## What you need to do
Which lines run from the one containing "Check the picture above for any yellow plastic" to the end of the entries? Copy them exactly, both ends included, and give nothing else.

Phrase grounding data
━━━━━━━━━━━━━━━━

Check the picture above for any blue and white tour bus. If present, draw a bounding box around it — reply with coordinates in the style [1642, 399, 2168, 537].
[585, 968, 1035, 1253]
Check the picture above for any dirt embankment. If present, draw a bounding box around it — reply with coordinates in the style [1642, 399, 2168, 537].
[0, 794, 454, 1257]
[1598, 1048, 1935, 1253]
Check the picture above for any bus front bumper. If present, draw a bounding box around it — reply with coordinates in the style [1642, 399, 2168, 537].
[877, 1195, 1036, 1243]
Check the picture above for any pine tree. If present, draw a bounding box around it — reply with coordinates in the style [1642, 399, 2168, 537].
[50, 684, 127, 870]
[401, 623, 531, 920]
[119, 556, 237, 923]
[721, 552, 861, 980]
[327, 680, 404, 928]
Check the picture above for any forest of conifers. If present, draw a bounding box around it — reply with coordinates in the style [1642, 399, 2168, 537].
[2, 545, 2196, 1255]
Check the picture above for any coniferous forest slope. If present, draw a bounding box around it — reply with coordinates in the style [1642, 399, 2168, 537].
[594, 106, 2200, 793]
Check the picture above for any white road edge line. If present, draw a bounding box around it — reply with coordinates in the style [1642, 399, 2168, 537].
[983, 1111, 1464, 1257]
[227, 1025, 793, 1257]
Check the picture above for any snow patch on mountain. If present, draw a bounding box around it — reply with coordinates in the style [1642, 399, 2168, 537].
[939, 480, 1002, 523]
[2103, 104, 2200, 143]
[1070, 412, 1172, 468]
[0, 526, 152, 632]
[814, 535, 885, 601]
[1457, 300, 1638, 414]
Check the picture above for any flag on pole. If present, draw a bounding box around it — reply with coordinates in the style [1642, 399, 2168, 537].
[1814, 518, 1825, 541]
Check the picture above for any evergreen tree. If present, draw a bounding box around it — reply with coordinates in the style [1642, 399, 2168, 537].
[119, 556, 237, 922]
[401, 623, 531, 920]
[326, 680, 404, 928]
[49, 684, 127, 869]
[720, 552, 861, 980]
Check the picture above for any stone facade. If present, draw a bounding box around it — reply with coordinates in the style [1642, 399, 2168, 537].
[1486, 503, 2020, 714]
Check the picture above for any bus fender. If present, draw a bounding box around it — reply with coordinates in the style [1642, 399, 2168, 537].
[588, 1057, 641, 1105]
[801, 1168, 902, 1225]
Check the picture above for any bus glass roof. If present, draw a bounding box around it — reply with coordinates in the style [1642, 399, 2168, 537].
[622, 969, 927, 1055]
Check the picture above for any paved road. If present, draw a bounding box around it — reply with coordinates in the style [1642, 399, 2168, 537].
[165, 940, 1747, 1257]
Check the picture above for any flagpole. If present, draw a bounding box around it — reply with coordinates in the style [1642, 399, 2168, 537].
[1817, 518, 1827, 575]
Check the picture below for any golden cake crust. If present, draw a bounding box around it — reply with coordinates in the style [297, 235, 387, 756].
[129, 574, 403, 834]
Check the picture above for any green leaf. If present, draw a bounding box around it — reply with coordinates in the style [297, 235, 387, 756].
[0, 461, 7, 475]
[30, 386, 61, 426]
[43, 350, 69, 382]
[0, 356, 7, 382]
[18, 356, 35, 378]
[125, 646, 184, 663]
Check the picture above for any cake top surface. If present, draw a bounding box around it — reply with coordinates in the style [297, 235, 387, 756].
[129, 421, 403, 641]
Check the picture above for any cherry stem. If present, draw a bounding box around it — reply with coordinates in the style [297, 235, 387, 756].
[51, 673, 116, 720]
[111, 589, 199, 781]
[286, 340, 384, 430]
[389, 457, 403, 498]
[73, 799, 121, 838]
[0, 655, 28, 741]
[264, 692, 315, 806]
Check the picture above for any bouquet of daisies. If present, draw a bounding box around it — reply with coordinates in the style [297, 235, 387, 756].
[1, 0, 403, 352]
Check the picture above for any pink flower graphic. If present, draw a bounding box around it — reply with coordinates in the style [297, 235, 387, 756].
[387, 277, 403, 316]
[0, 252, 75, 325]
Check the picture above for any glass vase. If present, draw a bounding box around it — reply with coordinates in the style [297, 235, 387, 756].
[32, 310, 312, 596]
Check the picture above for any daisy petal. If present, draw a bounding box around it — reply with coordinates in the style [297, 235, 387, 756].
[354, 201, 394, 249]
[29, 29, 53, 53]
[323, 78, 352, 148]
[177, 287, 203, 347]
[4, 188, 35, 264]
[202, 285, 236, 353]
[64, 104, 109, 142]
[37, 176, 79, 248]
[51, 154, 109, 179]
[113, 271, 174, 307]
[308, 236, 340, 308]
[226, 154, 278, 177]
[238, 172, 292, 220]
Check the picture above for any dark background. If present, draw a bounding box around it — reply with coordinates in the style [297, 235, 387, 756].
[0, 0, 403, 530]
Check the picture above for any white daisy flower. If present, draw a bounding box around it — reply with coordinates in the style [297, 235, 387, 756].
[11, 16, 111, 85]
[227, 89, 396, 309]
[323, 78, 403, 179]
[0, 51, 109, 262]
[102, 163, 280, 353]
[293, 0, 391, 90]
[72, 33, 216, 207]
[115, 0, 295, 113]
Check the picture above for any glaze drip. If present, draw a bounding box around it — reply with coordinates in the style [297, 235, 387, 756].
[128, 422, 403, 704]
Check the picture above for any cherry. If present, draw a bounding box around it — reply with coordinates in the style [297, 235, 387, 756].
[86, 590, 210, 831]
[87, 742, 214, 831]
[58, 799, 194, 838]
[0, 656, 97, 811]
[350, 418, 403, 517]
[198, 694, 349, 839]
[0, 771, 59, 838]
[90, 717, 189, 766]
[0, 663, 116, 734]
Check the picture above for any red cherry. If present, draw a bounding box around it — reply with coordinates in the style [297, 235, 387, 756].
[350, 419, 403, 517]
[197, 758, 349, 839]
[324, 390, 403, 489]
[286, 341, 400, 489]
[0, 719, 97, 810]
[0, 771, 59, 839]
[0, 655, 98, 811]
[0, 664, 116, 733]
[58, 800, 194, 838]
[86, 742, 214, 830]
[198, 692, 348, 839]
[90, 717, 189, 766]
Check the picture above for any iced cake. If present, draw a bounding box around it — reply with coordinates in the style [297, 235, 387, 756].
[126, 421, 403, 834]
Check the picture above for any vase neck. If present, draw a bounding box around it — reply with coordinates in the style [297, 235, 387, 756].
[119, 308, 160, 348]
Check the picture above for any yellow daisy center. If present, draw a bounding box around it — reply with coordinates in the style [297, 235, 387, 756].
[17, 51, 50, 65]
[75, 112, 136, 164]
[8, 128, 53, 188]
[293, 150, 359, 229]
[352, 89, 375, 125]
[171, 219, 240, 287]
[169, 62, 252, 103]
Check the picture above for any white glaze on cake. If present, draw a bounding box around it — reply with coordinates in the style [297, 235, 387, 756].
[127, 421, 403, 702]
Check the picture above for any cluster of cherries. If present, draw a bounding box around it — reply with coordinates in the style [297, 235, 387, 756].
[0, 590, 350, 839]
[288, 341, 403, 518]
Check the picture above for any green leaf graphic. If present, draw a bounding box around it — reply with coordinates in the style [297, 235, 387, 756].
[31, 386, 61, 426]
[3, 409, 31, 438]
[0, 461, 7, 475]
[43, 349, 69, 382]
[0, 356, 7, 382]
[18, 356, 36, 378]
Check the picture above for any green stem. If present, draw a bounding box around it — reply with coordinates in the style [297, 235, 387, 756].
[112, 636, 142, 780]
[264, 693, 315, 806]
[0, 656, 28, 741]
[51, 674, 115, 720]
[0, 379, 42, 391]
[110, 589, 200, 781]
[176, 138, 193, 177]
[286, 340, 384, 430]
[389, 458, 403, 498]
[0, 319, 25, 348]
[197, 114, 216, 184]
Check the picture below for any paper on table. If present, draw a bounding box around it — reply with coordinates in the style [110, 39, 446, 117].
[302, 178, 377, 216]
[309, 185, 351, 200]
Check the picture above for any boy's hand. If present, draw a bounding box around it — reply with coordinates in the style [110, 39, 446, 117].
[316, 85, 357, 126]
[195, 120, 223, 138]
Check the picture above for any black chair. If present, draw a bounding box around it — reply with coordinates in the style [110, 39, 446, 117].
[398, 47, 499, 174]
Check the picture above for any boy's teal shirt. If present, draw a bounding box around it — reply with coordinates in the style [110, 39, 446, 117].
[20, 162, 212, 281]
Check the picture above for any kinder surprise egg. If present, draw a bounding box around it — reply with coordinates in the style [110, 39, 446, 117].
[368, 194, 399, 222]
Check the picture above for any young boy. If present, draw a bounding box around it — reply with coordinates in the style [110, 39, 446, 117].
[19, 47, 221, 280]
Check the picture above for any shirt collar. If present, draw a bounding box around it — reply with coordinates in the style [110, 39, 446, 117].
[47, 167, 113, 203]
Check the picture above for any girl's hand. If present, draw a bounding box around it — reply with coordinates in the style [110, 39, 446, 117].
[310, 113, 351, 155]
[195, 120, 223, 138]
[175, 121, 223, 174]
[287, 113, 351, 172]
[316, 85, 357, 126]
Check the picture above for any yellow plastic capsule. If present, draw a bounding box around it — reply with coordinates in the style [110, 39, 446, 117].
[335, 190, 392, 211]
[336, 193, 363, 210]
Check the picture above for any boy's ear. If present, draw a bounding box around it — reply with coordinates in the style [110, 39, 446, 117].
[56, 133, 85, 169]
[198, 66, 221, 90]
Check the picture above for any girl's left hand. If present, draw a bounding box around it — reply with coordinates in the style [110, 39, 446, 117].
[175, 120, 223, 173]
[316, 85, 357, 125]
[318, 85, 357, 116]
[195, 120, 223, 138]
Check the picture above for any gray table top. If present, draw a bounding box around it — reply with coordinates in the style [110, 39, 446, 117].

━━━━━━━━━━━━━━━━

## Your solution
Check the picture above for any yellow plastic capsule. If present, draw a bounding box around it — reply with coordinates in the style [110, 39, 446, 117].
[335, 190, 392, 211]
[336, 193, 363, 210]
Check the picture above for any boy's ear. If present, draw a bounding box around it — reply with coordinates in the style [110, 39, 446, 117].
[56, 133, 85, 169]
[198, 66, 221, 90]
Check the picture above for any girl's left hand. If present, draw a bounding box around it — reply with coordinates in the style [110, 39, 446, 117].
[175, 120, 223, 173]
[316, 85, 357, 125]
[318, 85, 357, 116]
[195, 120, 223, 138]
Check the picture above for any gray table top. If present, draw a bounding box around it — reply with coordinates in the style [110, 39, 446, 117].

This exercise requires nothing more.